- [Passage for review]:

Various B/E methods for use with protein A affinity chromatography, including various intermediate wash buffers, have been described. For example, U.S. Pat. Nos. 6,127,526 and 6,333,398 describe an intermediate wash step during Protein A chromatography using hydrophobic electrolytes, e.g., tetramethylammonium chloride (TMAC) and tetraethylammonium chloride (TEAC), to remove the contaminants, but not the immobilized Protein A or the protein of interest, bound to the Protein A column. U.S. Pat. No. 6,870,034 describes additional methods and wash buffers for use with protein A affinity chromatography.
Flow Through Chromatography (F/T): Using F/T chromatography, load conditions are identified where impurities strongly bind to the chromatography material while the product flows through. F/T chromatography allows high load density for standard monoclonal antibody preparations (MAbs).

- [Data to examine]:
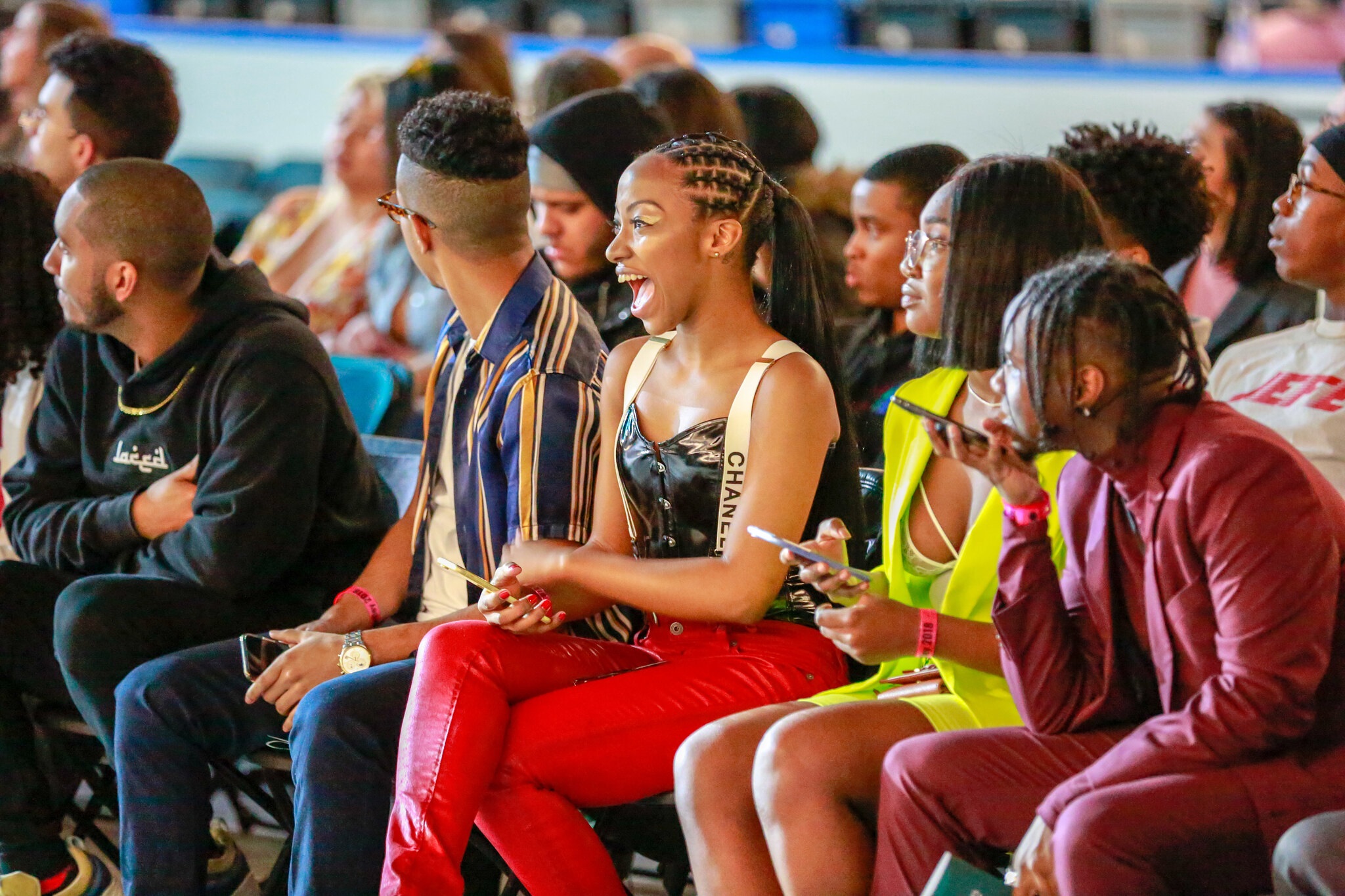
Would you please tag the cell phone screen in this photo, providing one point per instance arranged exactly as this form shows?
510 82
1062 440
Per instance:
942 423
259 652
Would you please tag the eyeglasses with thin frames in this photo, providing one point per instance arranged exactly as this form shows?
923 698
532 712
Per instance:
1297 186
396 211
916 245
32 119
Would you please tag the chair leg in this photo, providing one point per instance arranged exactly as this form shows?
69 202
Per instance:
277 882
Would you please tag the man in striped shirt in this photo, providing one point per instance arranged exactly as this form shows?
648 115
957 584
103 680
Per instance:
512 442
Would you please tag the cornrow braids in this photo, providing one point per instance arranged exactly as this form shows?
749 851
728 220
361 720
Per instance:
725 179
1147 323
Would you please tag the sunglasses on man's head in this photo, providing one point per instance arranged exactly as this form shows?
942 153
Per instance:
396 211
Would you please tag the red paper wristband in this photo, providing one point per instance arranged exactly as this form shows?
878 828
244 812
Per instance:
1025 513
929 634
368 599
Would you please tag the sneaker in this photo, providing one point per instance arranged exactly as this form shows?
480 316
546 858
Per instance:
92 878
228 874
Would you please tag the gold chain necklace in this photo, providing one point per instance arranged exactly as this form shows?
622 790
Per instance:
142 412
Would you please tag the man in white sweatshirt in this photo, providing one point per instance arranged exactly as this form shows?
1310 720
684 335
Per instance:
1294 381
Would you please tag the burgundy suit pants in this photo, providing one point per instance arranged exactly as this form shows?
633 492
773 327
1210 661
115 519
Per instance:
975 793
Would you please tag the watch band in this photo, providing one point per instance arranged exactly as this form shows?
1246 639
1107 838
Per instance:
1026 513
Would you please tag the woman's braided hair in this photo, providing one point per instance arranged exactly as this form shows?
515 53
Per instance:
724 179
30 316
1132 304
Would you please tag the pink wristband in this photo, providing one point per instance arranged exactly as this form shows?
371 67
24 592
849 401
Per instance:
1025 513
368 599
929 634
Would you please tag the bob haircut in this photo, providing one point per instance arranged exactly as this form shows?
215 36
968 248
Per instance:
1012 217
1262 155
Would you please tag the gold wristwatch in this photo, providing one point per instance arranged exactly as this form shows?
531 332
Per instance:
354 654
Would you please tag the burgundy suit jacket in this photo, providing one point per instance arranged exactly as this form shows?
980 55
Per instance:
1243 545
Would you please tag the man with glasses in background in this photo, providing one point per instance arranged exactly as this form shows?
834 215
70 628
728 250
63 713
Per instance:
1294 381
105 98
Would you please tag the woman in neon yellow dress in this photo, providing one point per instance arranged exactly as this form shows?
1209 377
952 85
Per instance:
780 798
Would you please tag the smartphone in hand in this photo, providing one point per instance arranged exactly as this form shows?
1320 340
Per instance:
942 423
259 652
799 551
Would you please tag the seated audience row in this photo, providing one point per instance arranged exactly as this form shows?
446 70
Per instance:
37 27
1126 653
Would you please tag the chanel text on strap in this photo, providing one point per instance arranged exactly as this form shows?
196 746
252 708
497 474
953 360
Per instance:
738 430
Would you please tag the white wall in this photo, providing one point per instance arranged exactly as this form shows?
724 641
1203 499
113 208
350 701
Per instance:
263 95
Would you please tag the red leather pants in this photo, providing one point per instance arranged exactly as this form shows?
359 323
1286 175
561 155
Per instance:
498 733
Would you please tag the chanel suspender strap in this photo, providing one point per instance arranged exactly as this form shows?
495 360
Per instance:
739 433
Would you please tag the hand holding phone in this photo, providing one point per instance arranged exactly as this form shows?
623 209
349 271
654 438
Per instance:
479 582
259 652
943 423
799 551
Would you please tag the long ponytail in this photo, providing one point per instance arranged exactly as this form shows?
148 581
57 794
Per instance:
798 309
726 179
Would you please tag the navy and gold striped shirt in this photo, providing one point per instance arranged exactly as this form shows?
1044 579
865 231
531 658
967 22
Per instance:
525 426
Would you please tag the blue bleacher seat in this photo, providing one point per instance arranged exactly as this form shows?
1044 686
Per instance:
287 175
373 386
397 463
210 172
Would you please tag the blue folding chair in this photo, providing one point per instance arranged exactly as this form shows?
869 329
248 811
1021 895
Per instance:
218 171
287 175
378 391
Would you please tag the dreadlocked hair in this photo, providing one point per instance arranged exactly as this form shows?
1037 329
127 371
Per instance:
1139 313
30 316
724 179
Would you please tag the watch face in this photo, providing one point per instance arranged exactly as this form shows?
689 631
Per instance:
354 658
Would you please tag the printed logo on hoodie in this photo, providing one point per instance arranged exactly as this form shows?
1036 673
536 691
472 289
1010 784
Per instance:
146 461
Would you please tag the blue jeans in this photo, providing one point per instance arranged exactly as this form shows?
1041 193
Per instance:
1310 857
177 714
70 641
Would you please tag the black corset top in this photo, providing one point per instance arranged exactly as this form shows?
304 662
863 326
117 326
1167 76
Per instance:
673 494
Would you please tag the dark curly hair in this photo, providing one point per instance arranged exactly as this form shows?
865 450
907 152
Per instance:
30 314
1136 309
123 98
567 75
462 135
1146 183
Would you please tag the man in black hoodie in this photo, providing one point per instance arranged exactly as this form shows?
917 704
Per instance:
192 473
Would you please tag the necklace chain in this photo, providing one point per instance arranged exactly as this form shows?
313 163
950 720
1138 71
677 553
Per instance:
142 412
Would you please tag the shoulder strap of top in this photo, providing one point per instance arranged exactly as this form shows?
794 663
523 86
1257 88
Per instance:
635 378
643 364
738 435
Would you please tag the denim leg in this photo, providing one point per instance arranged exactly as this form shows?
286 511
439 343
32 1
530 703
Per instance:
30 822
175 715
345 752
1310 857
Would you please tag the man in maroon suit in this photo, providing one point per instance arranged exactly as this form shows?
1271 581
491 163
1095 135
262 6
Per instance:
1183 683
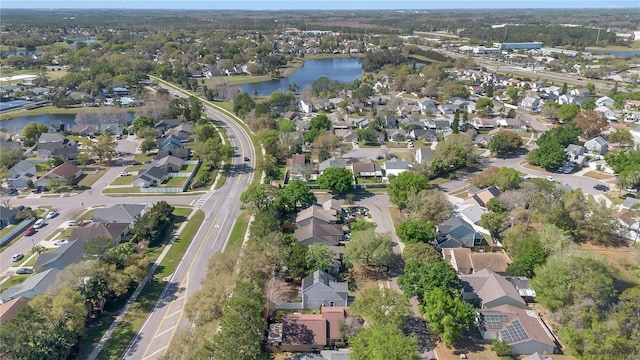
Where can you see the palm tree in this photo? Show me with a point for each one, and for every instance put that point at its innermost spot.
(621, 182)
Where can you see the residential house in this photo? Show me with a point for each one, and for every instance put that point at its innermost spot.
(575, 154)
(312, 332)
(456, 232)
(423, 134)
(488, 289)
(63, 171)
(37, 284)
(483, 124)
(347, 135)
(597, 145)
(183, 132)
(114, 231)
(69, 151)
(367, 168)
(319, 231)
(21, 173)
(608, 113)
(530, 103)
(439, 126)
(396, 166)
(447, 109)
(332, 162)
(305, 106)
(119, 213)
(168, 163)
(84, 130)
(521, 329)
(605, 101)
(182, 153)
(315, 212)
(8, 215)
(427, 106)
(423, 155)
(298, 167)
(152, 176)
(321, 289)
(169, 143)
(67, 254)
(51, 138)
(482, 197)
(9, 309)
(166, 124)
(466, 262)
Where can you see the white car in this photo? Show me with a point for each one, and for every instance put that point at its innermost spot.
(59, 242)
(39, 223)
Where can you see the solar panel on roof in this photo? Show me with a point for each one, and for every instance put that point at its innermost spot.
(514, 332)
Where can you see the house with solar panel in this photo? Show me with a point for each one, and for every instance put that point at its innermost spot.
(521, 329)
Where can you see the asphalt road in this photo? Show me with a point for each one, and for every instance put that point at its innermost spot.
(221, 211)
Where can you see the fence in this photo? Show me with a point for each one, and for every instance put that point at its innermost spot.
(15, 231)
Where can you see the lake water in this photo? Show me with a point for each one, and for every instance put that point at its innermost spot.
(344, 70)
(15, 125)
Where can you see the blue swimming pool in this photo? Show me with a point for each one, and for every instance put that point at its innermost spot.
(8, 105)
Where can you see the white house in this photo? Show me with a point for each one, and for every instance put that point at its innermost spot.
(604, 101)
(608, 113)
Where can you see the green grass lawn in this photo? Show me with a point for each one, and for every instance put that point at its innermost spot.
(125, 190)
(239, 229)
(123, 180)
(90, 178)
(13, 280)
(174, 182)
(143, 158)
(143, 305)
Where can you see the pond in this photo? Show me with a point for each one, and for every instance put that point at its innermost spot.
(68, 120)
(340, 69)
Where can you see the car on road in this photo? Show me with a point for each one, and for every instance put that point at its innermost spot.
(59, 242)
(39, 223)
(30, 231)
(24, 271)
(17, 257)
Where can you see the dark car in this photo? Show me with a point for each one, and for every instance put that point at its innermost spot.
(30, 231)
(24, 271)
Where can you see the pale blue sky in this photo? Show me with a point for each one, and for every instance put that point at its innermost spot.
(318, 4)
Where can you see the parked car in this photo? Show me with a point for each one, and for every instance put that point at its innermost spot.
(39, 223)
(24, 271)
(59, 242)
(17, 257)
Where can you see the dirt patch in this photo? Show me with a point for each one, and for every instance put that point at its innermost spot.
(623, 258)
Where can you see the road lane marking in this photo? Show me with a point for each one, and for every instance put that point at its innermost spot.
(157, 351)
(169, 329)
(188, 271)
(186, 280)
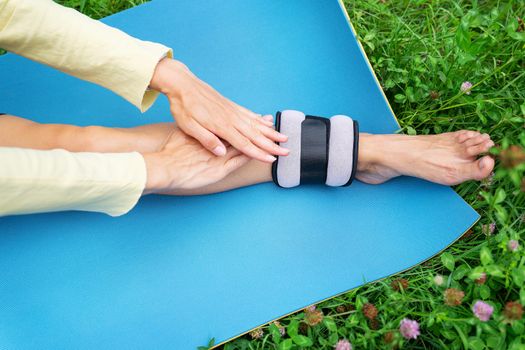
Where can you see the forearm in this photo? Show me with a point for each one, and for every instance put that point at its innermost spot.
(23, 133)
(253, 173)
(146, 139)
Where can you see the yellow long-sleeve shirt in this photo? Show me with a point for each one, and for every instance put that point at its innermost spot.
(40, 181)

- [Task objective]:
In the chromatography passage, which U.S. patent describes additional methods and wash buffers for use with protein A affinity chromatography? The data isn't needed here.

- [Solution for this exercise]:
U.S. Pat. No. 6,870,034